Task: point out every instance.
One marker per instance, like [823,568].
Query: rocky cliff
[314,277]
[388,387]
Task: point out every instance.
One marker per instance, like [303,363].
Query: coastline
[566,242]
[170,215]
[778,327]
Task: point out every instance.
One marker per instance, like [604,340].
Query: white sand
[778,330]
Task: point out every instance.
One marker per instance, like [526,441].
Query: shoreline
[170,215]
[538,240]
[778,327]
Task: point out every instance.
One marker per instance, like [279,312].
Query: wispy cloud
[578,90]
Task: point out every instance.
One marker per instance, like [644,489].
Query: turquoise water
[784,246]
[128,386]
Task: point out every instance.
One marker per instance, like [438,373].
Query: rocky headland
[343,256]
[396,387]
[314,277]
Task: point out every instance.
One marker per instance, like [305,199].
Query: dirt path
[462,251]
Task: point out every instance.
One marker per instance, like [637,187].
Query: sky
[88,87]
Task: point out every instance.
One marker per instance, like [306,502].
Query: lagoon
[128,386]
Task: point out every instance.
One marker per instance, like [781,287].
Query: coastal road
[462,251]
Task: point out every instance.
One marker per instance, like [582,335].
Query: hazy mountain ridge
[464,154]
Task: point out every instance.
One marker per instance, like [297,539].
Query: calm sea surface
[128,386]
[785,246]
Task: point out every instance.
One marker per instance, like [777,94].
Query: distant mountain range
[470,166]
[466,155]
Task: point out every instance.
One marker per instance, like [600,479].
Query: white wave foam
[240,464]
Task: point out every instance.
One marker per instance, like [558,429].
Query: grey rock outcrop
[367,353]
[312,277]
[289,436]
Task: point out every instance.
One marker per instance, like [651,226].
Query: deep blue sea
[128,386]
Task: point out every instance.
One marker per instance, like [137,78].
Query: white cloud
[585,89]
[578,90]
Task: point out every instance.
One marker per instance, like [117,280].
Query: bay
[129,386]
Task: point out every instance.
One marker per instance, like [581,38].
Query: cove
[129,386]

::::::

DO THIS:
Copy each entry exactly, with nothing added or dropped.

WORKED ANSWER:
Task: point out every instance.
One marker per instance, like [823,568].
Query: rocky cliff
[314,277]
[388,387]
Task: point out every instance.
One marker per instance, like [303,363].
Query: coastline
[566,242]
[170,215]
[778,327]
Task: point out every instance.
One marker per instance, like [604,340].
Query: white sand
[778,330]
Task: point out every instance.
One marker per instance, like [526,441].
Query: shoreline
[170,215]
[538,240]
[778,327]
Task: point out every instance.
One marker per instance, like [279,312].
Query: wispy cloud
[578,90]
Task: point out every instance.
One marker per instance, like [644,489].
Query: turquoise water
[784,246]
[128,386]
Task: point out every instance.
One marker per instance, like [438,373].
Query: rocky headland
[343,256]
[396,387]
[314,277]
Task: point out every instance.
One marker per instance, like [305,199].
Query: dirt path
[462,251]
Task: point out every instance.
One marker per instance, like [637,187].
Query: sky
[88,87]
Task: point out every instance.
One marker per instance, like [306,502].
Query: lagoon
[128,386]
Task: point out every instance.
One marker per instance, like [781,287].
Query: coastal road
[462,251]
Task: point out every instance.
One marker per instance, like [582,335].
Query: hazy mountain ridge
[464,154]
Task: point out every instance.
One marker per instance, like [297,539].
Query: calm sea surface
[128,386]
[785,246]
Task: point out every instance.
One marker per instance, like [777,94].
Query: distant mountain range
[470,166]
[466,155]
Task: point out every instance.
One marker per instance, like [600,479].
Query: white wave foam
[240,464]
Task: point out every instance.
One marker per instance, like [558,429].
Query: grey rock outcrop
[367,353]
[312,277]
[289,436]
Task: point out every instance.
One marker per instance, like [651,226].
Query: deep blue sea
[128,386]
Task: point out every instance.
One marker per instance, like [137,78].
Query: white cloud
[585,89]
[578,90]
Task: point out every instance.
One marker per instance, like [117,280].
Query: bay
[129,386]
Task: point out every instance.
One marker per instance, like [581,38].
Query: cove
[129,386]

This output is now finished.